Text provided:
Sex-Based Differences in Anterior Cruciate Ligament Injuries Among United States High School Soccer Players: An Epidemiological Study

Orthop J Sports Med. 2020 May 28;8(5):2325967120919178. doi: 10.1177/2325967120919178. eCollection 2020 May.


Background: Anterior cruciate ligament (ACL) tears are common among high school athletes, with sex-based differences accounting for higher injury rates in girls. Previous epidemiological studies on ACL injuries focusing on adolescent athletes have looked at injuries across multiple sports, but few have analyzed ACL tears in solely high school soccer athletes.

Purpose: To examine sex-based differences in the epidemiology of ACL injuries among high school soccer players in the United States (US).

Study design: Descriptive epidemiological study.

Methods: ACL injury data for US high school soccer players were obtained from the internet-based National High School Sports-Related Injury Surveillance Study's High School RIO (Reporting Information Online) system. Athletic trainers from a random sample of 100 high schools from 8 strata based on US Census geographic region reported data for athlete-exposures (AEs) (practice or competition) and ACL injuries from 2007 through 2017. Injury rates were calculated as the number of ACL injuries per 100,000 AEs. Subgroup differences were evaluated with rate ratios (RRs) or injury proportion ratios (IPRs) and 95% CIs. Statistical differences in demographics between groups were examined using independent t tests. Comparisons of categorical data (ie, level of play) were performed using the Wald chi-square test.

Exercise description:
Extract the whole text on ACL injuries in high school soccer players, word for word. The items that come after the text are separate material and have nothing to do with it.

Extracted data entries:
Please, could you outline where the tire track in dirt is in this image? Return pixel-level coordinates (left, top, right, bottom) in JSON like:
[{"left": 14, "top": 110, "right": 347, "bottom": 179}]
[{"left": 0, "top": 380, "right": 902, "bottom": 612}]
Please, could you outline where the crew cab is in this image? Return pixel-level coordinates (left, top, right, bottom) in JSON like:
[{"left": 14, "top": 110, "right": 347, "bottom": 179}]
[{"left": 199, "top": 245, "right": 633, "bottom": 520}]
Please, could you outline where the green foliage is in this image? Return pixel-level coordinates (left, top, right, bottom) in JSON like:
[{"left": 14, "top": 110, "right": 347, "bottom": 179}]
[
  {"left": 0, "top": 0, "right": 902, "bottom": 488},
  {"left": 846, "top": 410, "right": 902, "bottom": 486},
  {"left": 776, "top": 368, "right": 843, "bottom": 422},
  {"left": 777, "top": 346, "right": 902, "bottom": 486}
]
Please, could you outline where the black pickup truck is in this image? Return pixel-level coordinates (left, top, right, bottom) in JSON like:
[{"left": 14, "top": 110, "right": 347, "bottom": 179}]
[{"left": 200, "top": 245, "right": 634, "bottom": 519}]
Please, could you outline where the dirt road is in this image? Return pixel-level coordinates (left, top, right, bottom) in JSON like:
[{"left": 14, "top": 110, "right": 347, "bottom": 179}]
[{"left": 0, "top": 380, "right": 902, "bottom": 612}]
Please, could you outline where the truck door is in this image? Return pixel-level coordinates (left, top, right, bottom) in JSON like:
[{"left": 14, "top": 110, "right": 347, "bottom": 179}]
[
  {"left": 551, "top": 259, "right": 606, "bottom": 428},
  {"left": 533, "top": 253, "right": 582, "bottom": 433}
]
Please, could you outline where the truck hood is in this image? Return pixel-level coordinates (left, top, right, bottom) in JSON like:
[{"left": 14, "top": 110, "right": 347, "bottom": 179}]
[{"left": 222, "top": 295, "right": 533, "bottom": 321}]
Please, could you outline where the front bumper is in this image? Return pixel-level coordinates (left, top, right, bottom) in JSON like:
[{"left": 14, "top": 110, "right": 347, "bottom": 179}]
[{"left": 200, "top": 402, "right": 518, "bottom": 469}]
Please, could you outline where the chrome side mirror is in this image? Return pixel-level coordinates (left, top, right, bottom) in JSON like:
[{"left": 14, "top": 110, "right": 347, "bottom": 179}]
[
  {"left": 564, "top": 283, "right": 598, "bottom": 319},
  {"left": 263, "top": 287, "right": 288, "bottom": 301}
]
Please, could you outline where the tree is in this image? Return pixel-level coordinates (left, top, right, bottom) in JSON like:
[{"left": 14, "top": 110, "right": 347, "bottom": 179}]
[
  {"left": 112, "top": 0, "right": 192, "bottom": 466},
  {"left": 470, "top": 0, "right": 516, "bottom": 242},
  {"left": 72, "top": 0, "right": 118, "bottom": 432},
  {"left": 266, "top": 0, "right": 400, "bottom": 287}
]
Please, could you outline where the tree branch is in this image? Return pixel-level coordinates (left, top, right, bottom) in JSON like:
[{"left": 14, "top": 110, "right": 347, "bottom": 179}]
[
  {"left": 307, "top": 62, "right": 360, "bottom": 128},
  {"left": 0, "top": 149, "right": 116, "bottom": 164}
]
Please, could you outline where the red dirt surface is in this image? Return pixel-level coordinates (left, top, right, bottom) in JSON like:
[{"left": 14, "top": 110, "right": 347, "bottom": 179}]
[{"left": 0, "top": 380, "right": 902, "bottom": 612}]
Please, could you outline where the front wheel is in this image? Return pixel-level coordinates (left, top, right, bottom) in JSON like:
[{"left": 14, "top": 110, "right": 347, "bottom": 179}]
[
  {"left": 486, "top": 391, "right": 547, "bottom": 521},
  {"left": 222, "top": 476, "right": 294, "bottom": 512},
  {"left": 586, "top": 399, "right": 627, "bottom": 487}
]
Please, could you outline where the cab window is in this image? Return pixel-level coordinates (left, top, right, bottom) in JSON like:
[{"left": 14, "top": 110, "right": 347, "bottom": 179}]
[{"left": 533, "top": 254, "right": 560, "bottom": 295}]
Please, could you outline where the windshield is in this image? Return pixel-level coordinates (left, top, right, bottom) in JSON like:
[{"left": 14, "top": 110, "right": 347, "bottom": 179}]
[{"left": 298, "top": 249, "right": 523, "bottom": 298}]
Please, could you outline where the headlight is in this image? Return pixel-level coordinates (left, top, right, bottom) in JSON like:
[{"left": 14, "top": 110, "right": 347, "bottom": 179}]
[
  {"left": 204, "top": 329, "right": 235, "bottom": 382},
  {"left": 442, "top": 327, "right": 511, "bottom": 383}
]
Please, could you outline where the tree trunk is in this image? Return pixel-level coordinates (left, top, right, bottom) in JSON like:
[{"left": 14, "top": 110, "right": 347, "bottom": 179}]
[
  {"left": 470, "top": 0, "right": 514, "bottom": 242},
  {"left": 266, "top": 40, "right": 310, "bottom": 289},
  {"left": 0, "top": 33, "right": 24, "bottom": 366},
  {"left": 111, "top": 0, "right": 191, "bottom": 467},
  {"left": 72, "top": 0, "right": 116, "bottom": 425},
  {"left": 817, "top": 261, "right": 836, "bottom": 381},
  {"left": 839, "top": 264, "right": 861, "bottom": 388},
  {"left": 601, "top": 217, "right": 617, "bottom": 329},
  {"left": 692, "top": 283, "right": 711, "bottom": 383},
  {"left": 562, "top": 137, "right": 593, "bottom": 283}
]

Completed task:
Sex-Based Differences in Anterior Cruciate Ligament Injuries Among United States High School Soccer Players: An Epidemiological Study

Orthop J Sports Med. 2020 May 28;8(5):2325967120919178. doi: 10.1177/2325967120919178. eCollection 2020 May.


Background: Anterior cruciate ligament (ACL) tears are common among high school athletes, with sex-based differences accounting for higher injury rates in girls. Previous epidemiological studies on ACL injuries focusing on adolescent athletes have looked at injuries across multiple sports, but few have analyzed ACL tears in solely high school soccer athletes.

Purpose: To examine sex-based differences in the epidemiology of ACL injuries among high school soccer players in the United States (US).

Study design: Descriptive epidemiological study.

Methods: ACL injury data for US high school soccer players were obtained from the internet-based National High School Sports-Related Injury Surveillance Study's High School RIO (Reporting Information Online) system. Athletic trainers from a random sample of 100 high schools from 8 strata based on US Census geographic region reported data for athlete-exposures (AEs) (practice or competition) and ACL injuries from 2007 through 2017. Injury rates were calculated as the number of ACL injuries per 100,000 AEs. Subgroup differences were evaluated with rate ratios (RRs) or injury proportion ratios (IPRs) and 95% CIs. Statistical differences in demographics between groups were examined using independent t tests. Comparisons of categorical data (ie, level of play) were performed using the Wald chi-square test.